[Pointing dataset records]
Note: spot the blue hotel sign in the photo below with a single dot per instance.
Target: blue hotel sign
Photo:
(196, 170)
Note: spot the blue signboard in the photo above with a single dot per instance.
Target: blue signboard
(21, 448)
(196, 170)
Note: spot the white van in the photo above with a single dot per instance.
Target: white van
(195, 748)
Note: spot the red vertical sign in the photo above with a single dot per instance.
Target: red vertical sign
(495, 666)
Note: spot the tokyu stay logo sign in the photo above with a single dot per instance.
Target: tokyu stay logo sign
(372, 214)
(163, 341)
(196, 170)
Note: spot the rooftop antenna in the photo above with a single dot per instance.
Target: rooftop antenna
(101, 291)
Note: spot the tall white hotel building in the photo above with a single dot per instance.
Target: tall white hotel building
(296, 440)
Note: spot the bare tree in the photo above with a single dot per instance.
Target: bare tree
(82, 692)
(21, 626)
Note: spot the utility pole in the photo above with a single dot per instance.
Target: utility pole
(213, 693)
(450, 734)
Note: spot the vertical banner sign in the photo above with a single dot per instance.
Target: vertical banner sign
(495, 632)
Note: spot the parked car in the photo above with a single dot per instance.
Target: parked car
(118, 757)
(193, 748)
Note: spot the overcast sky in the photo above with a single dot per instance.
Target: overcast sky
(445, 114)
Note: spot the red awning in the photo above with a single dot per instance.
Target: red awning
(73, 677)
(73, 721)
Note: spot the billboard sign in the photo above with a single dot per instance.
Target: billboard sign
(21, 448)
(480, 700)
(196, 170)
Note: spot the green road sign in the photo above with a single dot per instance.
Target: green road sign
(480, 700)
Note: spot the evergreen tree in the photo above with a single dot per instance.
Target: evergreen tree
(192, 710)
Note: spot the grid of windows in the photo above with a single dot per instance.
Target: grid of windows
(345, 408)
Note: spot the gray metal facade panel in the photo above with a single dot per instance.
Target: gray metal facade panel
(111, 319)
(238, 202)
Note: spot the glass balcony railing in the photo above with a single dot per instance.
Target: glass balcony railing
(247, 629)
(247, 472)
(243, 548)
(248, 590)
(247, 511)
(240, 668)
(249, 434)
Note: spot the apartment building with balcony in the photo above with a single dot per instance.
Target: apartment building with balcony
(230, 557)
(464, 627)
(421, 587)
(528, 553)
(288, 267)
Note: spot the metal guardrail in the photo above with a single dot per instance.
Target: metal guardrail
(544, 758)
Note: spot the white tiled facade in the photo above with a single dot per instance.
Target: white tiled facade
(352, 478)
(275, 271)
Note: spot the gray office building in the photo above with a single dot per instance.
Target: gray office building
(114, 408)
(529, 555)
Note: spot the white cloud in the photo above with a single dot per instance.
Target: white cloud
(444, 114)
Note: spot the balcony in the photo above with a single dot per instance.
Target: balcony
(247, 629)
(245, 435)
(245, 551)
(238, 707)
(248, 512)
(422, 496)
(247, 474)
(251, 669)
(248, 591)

● WHAT IS ASKED
Once more, set down the full listing, verbatim.

● THE ANSWER
Note: spot the blue hotel sign in the photo below with a single dot per instance.
Target: blue hotel sign
Photo:
(196, 170)
Note: spot the blue signboard in the photo above with a single dot per instance.
Target: blue signboard
(21, 448)
(196, 170)
Note: spot the white van in the photo above with a single dot per instance.
Target: white van
(195, 748)
Note: spot the red vertical sign in the photo above with a single dot per instance.
Target: red vertical sign
(495, 666)
Note: spot the tokyu stay logo sign in the photo above with a single dot per instance.
Target: tokyu stay logo sign
(372, 214)
(163, 341)
(196, 170)
Note: spot the rooftop antenna in the photo above with a single dot per instance.
Target: rooftop antenna
(101, 291)
Note: spot the tall white hotel building in the photo above with a single dot per instance.
Target: tall white hotel building
(296, 440)
Note: spot the bare tree in the photo above with a single dot per instance.
Target: bare tree
(82, 692)
(21, 626)
Note: spot the utility pole in the photo above with a single dot per instance.
Target: utility pole
(213, 693)
(450, 734)
Note: spot the vertical banner sign in the photo above with a single dot per instance.
Target: vertical banner sign
(495, 632)
Note: spot the parked car in the photo above with a single dot per instance.
Target: parked car
(118, 757)
(193, 748)
Note: spot the overcast sky in the photo above with a single dot per instance.
Target: overcast sky
(445, 114)
Note: spot the red awning in the photo above with a single dot per instance.
Target: red awning
(73, 677)
(73, 721)
Note: spot the billboard sign in the photo above with a single dot per instance.
Target: billboard sign
(21, 448)
(480, 700)
(196, 170)
Note: spot the green road sign in the photo above with a single dot per instance.
Target: green road sign
(480, 700)
Note: spot the evergreen tree in the photo above with a single dot per instance.
Target: evergreen tree
(192, 710)
Note: spot the grid of windows in the photo above with a single dot per instance.
Target: grid of windows
(345, 408)
Note: spot the gray metal facade panel in the photo above with a single dot per instance.
Target: gray metal facade panel
(111, 319)
(238, 202)
Note: spot the glass balcony railing in the photo above with a single dot per instance.
Target: glass balcony railing
(247, 629)
(247, 472)
(243, 548)
(248, 590)
(247, 511)
(240, 668)
(249, 434)
Note: spot the apartment building with balcony in the photo above with a single dot per instance.
Target: apartment building with balcony
(230, 557)
(464, 627)
(421, 587)
(528, 553)
(288, 267)
Note: spot the metal guardrail in the photo above with a single dot per instance.
Target: metal guardrail
(544, 758)
Note: spot the white tiled facade in the photo above with a single dot per instance.
Target: white tiled facade
(352, 478)
(275, 271)
Note: spot the gray office building in the photo above with a single dot per instance.
Target: gray office building
(114, 408)
(529, 555)
Note: spot the white cloud in the photo above with a single dot per instance.
Target: white cloud
(444, 114)
Note: spot the balcony in the photo above with a single dot per instance.
Target: balcony
(247, 629)
(245, 435)
(245, 551)
(238, 707)
(248, 512)
(422, 496)
(247, 474)
(251, 669)
(248, 591)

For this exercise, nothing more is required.